◆ **SET TASK**: In the records below, locate the line containing "<item>blue twilight gradient</item>", then output that line and all later lines exactly, through the last one.

◆ **Saved data entries**:
▼

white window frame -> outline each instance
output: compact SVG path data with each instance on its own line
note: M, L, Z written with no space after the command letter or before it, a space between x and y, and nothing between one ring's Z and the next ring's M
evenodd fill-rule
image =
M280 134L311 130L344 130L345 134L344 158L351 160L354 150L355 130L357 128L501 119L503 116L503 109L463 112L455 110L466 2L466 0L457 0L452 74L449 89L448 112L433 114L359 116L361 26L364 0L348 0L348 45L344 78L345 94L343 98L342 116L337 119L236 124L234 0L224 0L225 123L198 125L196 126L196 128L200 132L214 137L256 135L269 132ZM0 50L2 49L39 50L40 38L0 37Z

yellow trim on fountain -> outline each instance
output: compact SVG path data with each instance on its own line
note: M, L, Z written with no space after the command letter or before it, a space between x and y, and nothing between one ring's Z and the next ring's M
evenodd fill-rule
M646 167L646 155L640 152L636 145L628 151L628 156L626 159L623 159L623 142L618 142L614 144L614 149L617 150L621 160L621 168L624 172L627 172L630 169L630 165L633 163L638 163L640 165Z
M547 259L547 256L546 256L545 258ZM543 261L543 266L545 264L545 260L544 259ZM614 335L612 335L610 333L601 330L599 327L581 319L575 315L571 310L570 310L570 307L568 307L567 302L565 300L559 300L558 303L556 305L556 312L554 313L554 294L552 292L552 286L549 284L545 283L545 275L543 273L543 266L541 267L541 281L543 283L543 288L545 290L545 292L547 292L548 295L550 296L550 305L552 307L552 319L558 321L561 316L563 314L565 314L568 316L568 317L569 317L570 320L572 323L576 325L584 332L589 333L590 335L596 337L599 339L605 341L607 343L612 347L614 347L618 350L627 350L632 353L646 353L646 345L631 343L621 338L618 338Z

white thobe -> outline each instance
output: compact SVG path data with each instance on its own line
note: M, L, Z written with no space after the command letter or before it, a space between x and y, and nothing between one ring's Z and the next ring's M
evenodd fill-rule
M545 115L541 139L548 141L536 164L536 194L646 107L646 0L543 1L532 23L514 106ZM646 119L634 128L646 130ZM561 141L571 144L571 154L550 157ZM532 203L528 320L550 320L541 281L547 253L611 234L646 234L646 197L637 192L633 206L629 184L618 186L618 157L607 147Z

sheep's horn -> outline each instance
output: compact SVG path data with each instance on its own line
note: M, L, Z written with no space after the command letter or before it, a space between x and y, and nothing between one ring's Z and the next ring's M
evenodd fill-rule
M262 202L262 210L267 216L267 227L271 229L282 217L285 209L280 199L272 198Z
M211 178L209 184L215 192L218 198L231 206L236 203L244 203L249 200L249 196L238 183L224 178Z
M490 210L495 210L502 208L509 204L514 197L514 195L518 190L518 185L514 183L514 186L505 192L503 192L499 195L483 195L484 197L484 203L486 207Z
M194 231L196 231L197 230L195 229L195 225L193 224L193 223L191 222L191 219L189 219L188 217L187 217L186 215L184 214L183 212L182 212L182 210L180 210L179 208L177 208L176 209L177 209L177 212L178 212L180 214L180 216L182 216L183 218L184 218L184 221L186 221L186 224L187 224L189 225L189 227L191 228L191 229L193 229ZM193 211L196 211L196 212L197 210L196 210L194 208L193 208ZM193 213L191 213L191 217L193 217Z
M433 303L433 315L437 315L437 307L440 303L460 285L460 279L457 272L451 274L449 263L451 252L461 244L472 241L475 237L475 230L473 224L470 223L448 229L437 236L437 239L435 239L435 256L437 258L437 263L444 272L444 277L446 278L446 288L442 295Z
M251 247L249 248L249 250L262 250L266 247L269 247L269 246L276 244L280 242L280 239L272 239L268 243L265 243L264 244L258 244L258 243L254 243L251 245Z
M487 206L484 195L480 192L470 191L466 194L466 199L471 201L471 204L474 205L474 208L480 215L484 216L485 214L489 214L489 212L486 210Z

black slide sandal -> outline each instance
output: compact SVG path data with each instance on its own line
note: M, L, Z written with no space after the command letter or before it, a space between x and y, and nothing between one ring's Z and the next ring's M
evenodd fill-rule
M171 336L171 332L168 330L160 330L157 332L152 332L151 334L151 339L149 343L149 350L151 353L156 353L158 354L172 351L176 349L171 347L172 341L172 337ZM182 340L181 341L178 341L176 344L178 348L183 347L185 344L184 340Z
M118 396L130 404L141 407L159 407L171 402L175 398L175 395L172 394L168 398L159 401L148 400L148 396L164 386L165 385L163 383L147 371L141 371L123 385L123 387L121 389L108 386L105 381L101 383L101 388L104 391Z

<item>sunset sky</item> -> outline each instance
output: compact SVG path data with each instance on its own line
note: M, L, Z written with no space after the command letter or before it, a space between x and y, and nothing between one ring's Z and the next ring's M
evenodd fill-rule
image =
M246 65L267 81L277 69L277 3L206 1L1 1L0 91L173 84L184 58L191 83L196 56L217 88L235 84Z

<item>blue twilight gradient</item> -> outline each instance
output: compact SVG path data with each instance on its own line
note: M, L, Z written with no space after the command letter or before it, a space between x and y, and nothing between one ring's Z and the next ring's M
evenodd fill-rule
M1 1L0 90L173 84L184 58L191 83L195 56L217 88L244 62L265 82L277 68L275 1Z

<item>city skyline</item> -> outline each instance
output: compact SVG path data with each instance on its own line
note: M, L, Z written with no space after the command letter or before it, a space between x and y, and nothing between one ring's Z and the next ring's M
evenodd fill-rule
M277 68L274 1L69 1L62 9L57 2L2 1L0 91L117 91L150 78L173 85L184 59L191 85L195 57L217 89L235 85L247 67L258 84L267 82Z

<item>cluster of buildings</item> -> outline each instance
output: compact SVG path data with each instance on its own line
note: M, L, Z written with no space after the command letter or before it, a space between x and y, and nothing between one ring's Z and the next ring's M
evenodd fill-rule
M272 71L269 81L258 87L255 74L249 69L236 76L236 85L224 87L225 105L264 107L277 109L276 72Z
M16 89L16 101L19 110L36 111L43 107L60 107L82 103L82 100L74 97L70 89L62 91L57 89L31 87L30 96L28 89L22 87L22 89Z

▲

◆ **RESPONSE TO THE TASK**:
<item>blue twilight gradient</item> -> outline each instance
output: compact SVG path data with each instance on its own line
note: M, L, Z written with no space after the command letter or before it, a space between x and y, and nothing between one ring's Z and the next ring's M
evenodd fill-rule
M1 1L0 90L173 84L184 58L191 83L195 56L217 88L244 62L265 82L277 68L275 1Z

<item>city skyline</item> -> outline each instance
output: compact SVG path data with each instance on its own line
note: M, L, Z written with no space after the command letter or before it, a space between x and y, and nothing between one ring's Z and the next ring's M
evenodd fill-rule
M277 68L274 1L69 1L62 9L57 2L2 1L0 91L117 91L150 78L173 85L184 59L191 85L195 57L217 89L235 85L247 67L258 84L267 82Z

<item>cluster of buildings</item> -> outline each instance
output: compact SVG path data with each instance on its own line
note: M, L, Z written with no space after the command letter or before it, a space between x and y, and nothing between one ring's Z and the next ring's M
evenodd fill-rule
M272 71L269 81L258 87L255 74L249 69L236 76L236 85L224 87L225 105L264 107L277 109L276 72Z
M16 89L16 101L19 110L36 111L43 107L60 107L82 103L82 100L74 97L70 89L62 91L57 89L31 87L30 96L28 89L22 87L22 89Z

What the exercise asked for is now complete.